> **Exercise**: Reproduce the following material line for line with no changes, leaving out the pictures.

> **Given records**:
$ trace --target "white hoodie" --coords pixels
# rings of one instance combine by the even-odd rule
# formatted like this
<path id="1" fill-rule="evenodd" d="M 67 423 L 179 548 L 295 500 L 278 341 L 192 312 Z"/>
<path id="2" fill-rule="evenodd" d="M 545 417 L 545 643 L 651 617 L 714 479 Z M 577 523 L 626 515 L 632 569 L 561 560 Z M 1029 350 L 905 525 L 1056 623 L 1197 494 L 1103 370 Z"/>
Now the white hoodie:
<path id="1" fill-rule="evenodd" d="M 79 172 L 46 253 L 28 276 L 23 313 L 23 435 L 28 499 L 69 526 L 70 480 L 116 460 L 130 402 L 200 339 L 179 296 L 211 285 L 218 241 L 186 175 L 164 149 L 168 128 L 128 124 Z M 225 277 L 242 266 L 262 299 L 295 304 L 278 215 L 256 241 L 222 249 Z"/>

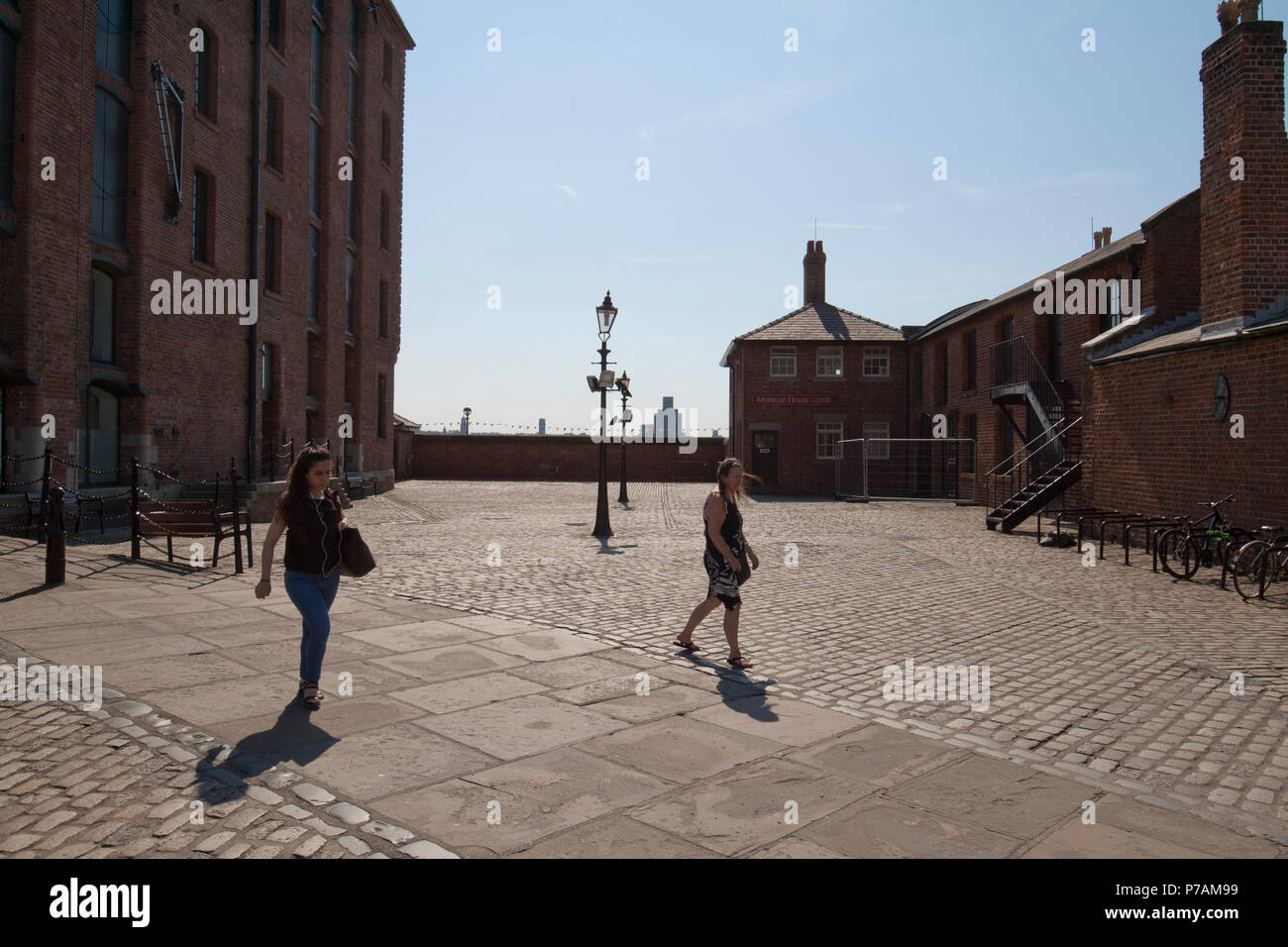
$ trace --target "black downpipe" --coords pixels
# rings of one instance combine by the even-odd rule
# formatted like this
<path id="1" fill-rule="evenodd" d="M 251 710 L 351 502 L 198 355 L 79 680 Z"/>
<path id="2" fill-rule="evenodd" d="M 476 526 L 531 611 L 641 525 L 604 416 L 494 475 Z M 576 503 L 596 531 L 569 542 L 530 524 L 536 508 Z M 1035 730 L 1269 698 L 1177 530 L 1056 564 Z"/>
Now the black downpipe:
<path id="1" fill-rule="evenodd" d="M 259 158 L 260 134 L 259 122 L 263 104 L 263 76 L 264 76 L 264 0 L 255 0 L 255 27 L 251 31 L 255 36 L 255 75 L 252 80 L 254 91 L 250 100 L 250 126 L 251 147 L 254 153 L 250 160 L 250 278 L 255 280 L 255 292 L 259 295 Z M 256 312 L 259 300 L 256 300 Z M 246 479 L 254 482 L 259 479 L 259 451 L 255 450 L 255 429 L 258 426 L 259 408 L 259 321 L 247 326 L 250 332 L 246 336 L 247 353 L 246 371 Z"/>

> **Solution to this exercise**:
$ trace --target "white hoodie" --coords pixels
# rings of one instance combine by the even-odd rule
# formatted like this
<path id="1" fill-rule="evenodd" d="M 67 423 L 179 548 L 295 500 L 278 341 L 192 312 Z"/>
<path id="2" fill-rule="evenodd" d="M 545 417 L 545 643 L 651 617 L 714 479 Z M 577 523 L 626 515 L 632 569 L 561 560 Z M 1029 350 L 905 525 L 1056 623 L 1197 494 L 1103 370 Z"/>
Now the white hoodie:
<path id="1" fill-rule="evenodd" d="M 79 172 L 46 253 L 28 276 L 23 313 L 23 435 L 28 499 L 69 526 L 70 480 L 116 460 L 130 402 L 200 339 L 179 296 L 211 285 L 218 241 L 186 175 L 164 149 L 168 128 L 128 124 Z M 225 277 L 242 266 L 262 299 L 295 304 L 278 215 L 256 241 L 222 249 Z"/>

$ trace --target "black downpipe" --coords pixels
# rings of one instance combine by the even-odd rule
# formatted like this
<path id="1" fill-rule="evenodd" d="M 251 710 L 351 502 L 198 355 L 79 680 Z"/>
<path id="2" fill-rule="evenodd" d="M 476 526 L 531 611 L 641 525 L 604 416 L 494 475 Z M 576 503 L 596 531 L 569 542 L 530 524 L 536 508 Z M 1035 730 L 1269 698 L 1177 530 L 1056 564 Z"/>
Now the black downpipe:
<path id="1" fill-rule="evenodd" d="M 259 158 L 260 134 L 259 122 L 263 104 L 263 76 L 264 76 L 264 0 L 255 0 L 255 27 L 251 31 L 255 36 L 255 75 L 252 80 L 254 91 L 250 100 L 250 126 L 251 147 L 254 153 L 250 160 L 250 278 L 255 280 L 255 292 L 259 295 Z M 256 312 L 259 300 L 256 300 Z M 246 479 L 254 482 L 259 479 L 259 451 L 255 450 L 255 429 L 258 426 L 259 408 L 259 321 L 247 326 L 250 332 L 246 336 L 247 353 L 246 371 Z"/>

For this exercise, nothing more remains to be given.